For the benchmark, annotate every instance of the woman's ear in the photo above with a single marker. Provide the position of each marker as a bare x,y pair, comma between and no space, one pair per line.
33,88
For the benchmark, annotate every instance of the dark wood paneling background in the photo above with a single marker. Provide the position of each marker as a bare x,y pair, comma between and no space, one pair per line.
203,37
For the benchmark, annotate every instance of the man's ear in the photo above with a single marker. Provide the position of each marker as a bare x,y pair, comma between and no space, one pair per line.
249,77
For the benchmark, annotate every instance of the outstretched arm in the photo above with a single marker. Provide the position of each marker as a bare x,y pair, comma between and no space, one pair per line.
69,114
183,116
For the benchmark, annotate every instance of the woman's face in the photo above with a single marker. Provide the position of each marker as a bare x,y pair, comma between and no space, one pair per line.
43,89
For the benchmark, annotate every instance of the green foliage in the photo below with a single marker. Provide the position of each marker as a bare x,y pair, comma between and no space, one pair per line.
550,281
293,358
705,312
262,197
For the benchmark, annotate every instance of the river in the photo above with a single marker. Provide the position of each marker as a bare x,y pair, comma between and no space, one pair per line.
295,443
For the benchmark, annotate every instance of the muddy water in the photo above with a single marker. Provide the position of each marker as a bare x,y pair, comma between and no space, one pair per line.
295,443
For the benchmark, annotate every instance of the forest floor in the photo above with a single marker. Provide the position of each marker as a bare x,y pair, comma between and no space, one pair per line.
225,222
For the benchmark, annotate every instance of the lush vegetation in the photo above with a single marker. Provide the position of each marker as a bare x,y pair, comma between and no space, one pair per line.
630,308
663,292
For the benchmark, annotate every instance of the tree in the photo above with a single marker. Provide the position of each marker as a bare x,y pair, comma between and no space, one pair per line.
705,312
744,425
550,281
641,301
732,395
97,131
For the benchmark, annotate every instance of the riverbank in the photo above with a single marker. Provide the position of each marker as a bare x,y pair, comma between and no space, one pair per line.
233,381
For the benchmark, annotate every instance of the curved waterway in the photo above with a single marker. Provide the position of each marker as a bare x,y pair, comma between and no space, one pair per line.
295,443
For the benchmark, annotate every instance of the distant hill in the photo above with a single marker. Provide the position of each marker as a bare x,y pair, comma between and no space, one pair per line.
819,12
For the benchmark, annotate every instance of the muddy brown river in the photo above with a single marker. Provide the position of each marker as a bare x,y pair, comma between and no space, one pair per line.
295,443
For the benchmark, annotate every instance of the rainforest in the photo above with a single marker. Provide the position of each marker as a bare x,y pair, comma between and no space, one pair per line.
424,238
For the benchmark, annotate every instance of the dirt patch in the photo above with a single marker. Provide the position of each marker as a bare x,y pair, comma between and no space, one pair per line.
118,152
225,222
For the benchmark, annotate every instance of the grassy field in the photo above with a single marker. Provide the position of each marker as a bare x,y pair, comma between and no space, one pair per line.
**********
Copy all of the data above line for line, without changing a single character.

For the benchmark, annotate every instance of the woman's ear in the photo above with a single marker. Provide the position of each marker as a bare x,y pair, comma between and no space, one pair per line.
33,88
For the benchmark, annotate every instance of the dark wood paneling background in the photo above with a single marker. Provide the position of each marker as a bare x,y pair, comma between and no space, one pair per line.
203,37
For the benchmark, annotate every instance of the man's ear in the photo above with a single marker. Provide the position of each marker as a bare x,y pair, comma between and no space, one pair per line.
249,77
For the benchmark, annotate every instance of the outstretched arm in the photo above with a single marker. Provide the position of each marker as a bare x,y pair, comma between and no space, one pair per line.
69,114
183,116
For the benchmark, annotate every instance of the woman's face in the photo above with a single marker. Provide the position of each marker as a bare x,y pair, comma between and no space, one pair per line.
43,89
For the benchmark, annotate every instance of the green foliage in the photo below with a single marker. Provide the position of each marker as a bare x,y pair, comma between and no space, one pair per line.
550,281
293,358
705,312
262,197
For the benchmark, annotate every instance of the river in the photo above with a single marker. Provide the position of each marker as a bare x,y pair, comma between and no space, one pair per line.
295,443
For the benchmark, annotate every instance of the muddy water in the photo above with a single marker. Provide the position of each marker as a bare x,y pair, comma between and no space, one pair per line.
295,443
For the benchmark, annotate every instance of the forest floor in the photo above with a single marker. Provide the position of each marker as a bare x,y pair, comma between and no space, one pair per line.
225,222
For the benchmark, annotate every instance of the lush vegetation in the photo above with a single marker. Provide the position of each marker as a bare x,y pair, comma between and no space, one pair per line.
630,308
663,292
For the benchmark, annotate every instance of the tree in the photo above with a single marker. Provide the position of each marker as a bare x,y pair, comma between and no space, one pair per line.
705,312
744,425
550,281
641,301
732,395
97,131
For the benchmark, annotate every instance of the riverbank in the photo above with a single marker. Provide the position of each marker as a bare x,y pair, comma between and no space, one pair per line.
233,381
For the benchmark, annotate every instance of the curved waterway in the photo above with a single marker. Provide the position of each marker as a bare x,y pair, comma between and no space, one pair per line.
295,443
For the benchmark, annotate every instance of the distant hill in the photo above with a single marker. Provide the position of each marker as a bare x,y pair, comma between and no space, one pair per line.
819,12
For the benchmark, annotate every instance of the muddy brown river in the photo above with a single marker. Provide the position of each marker as a bare x,y pair, comma between and no space, one pair per line.
295,443
For the benchmark, annotate every instance of the rainforest in the photo above with a single marker. Provide the position of each marker as a bare x,y pair, comma between and no space, one pair per line.
424,238
For the benchmark, annotate every instance of the dirt patch in the photo above with a single marker. Provide the position of each marker as a bare x,y pair, comma between and no space, one pair per line.
118,152
225,222
For the benchmark, annotate every instance of the grassy field in the photo above with a single marker. Provide the position of each marker as a bare x,y pair, comma between and no space, one pair per line.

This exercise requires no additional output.